__TASK REQUIREMENTS__. Produce an exact copy of the lines from the line containing "marking the leaning" through the last line of the entries below, and only those lines.

:: GIVEN RECORDS

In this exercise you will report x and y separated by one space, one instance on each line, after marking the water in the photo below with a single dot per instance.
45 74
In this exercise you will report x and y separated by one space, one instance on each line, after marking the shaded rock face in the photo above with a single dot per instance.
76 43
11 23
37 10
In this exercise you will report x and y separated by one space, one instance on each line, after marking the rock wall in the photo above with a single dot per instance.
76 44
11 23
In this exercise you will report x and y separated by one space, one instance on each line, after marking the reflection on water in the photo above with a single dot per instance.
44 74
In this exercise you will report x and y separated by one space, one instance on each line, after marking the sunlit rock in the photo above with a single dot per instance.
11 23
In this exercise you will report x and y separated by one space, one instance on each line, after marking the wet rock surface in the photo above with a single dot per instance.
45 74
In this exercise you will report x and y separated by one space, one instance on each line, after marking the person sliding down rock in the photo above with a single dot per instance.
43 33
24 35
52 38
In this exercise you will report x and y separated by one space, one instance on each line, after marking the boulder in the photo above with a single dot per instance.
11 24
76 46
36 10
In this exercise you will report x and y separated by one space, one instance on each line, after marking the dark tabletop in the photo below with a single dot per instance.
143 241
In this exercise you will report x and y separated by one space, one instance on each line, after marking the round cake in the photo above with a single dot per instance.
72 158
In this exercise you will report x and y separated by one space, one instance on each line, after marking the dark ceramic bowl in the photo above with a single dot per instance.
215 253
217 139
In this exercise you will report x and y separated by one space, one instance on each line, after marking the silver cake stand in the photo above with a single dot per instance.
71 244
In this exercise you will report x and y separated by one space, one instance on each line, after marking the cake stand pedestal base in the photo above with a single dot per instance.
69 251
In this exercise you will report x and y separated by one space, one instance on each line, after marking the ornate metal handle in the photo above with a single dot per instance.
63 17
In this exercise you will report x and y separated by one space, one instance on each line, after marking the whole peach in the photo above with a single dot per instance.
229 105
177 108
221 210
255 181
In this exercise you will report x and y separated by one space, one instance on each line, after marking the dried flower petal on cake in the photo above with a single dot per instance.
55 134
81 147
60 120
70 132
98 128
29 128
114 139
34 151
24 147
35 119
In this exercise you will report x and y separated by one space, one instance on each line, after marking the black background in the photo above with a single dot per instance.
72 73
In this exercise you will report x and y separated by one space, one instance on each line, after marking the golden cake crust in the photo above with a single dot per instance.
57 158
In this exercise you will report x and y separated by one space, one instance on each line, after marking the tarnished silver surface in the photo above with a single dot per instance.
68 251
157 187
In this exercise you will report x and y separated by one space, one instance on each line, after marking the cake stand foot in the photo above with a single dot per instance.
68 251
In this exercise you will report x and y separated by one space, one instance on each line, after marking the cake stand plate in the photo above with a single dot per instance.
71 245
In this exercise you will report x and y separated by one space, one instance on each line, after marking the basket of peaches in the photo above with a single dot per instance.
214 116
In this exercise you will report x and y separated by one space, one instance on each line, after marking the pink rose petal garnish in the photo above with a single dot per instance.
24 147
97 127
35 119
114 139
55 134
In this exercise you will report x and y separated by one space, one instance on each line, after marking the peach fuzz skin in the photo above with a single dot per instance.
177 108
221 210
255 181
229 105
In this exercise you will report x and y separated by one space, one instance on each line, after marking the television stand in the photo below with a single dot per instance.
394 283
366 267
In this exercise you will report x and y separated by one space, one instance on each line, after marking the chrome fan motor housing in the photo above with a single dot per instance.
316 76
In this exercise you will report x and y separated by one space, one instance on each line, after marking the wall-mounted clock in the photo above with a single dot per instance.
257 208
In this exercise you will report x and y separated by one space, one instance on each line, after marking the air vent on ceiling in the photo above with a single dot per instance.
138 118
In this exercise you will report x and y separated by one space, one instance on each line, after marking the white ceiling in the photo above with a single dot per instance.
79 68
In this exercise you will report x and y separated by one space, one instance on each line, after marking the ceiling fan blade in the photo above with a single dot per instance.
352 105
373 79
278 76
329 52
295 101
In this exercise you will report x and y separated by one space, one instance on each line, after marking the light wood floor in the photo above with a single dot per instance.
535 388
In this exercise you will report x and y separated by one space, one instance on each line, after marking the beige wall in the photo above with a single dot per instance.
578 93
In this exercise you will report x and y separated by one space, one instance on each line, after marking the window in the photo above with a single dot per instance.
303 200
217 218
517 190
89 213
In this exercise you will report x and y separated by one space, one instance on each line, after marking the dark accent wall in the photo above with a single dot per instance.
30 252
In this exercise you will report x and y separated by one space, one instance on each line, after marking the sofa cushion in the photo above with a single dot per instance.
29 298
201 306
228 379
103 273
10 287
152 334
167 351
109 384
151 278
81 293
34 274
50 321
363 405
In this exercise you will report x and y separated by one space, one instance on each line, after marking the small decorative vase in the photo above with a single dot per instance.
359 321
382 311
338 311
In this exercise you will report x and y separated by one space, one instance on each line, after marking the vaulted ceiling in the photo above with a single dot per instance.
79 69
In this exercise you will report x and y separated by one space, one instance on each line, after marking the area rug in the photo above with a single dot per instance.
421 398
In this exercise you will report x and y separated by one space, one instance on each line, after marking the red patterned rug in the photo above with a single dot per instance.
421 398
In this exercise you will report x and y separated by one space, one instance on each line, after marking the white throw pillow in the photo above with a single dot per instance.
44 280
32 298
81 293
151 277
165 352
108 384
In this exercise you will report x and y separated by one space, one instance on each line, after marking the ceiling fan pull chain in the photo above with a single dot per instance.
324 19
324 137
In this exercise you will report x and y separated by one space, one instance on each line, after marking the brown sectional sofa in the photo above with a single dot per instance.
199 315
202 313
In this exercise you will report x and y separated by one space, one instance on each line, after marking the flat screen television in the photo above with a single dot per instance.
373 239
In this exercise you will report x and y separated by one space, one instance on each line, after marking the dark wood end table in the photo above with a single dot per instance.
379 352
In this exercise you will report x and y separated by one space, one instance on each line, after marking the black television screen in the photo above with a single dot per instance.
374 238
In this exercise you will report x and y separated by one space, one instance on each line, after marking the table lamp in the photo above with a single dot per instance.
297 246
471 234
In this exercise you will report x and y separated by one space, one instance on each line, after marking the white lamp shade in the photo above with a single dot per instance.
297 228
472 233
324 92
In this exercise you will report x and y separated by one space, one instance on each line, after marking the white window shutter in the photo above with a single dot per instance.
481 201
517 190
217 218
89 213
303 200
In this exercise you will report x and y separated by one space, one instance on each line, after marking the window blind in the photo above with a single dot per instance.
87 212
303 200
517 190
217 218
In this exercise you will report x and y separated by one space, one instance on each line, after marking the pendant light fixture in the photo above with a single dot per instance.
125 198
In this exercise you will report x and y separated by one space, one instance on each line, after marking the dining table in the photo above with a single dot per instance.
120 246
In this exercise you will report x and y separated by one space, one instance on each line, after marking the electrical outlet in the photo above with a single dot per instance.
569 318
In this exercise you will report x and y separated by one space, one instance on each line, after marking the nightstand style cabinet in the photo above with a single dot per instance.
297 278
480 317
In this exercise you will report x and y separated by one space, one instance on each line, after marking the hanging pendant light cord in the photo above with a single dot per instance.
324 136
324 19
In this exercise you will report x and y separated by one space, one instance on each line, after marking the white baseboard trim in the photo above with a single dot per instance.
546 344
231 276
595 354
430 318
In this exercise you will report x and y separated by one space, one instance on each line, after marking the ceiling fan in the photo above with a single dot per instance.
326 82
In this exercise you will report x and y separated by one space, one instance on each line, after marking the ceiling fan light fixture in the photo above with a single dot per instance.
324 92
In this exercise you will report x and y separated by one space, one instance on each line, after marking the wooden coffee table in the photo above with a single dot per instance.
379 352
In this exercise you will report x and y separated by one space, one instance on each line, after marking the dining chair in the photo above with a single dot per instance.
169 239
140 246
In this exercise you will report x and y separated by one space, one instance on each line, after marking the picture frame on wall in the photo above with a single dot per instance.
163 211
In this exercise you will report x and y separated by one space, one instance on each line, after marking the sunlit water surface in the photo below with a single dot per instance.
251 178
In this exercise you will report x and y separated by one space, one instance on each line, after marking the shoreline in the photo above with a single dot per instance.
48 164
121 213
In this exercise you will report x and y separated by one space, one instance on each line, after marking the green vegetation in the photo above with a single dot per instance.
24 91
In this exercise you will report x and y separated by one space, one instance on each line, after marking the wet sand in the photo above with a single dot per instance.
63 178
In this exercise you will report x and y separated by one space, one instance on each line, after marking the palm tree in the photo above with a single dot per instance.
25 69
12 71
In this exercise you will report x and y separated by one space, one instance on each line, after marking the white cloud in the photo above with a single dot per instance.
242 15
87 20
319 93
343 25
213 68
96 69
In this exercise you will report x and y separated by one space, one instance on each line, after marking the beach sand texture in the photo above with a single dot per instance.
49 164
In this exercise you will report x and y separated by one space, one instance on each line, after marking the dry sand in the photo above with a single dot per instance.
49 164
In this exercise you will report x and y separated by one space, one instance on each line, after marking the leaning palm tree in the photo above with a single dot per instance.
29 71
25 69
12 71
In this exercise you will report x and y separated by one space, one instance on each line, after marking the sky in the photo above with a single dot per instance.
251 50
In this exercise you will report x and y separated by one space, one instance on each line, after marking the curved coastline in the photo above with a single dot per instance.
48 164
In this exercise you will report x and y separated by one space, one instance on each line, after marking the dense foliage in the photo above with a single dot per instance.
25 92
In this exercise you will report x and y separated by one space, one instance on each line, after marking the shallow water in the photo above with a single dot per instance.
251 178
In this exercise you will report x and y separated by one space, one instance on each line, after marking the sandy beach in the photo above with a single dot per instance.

::::

__WRITTEN ANSWER__.
In this exercise you will report x and y separated by one space, one instance on each line, after marking the leaning palm tree in the photo above with a single dot per instance.
29 71
25 69
12 71
In this exercise you will report x and y separated by one space, one instance on each line, after marking the sky in the photo above with a single dot per instance.
251 50
In this exercise you will report x and y separated by one space, one instance on each line, after marking the curved coastline in the photo above with a single dot per instance.
48 164
In this exercise you will report x and y separated by one space, one instance on each line, after marking the dense foliage in the photo above with a single dot per instance.
25 92
In this exercise you will report x and y separated by one space, one instance on each line, after marking the shallow water in the photo above with a single dot per instance.
251 178
In this exercise you will report x and y separated by one space, one instance on each line, after marking the sandy beach in the photo above with a single dot per instance.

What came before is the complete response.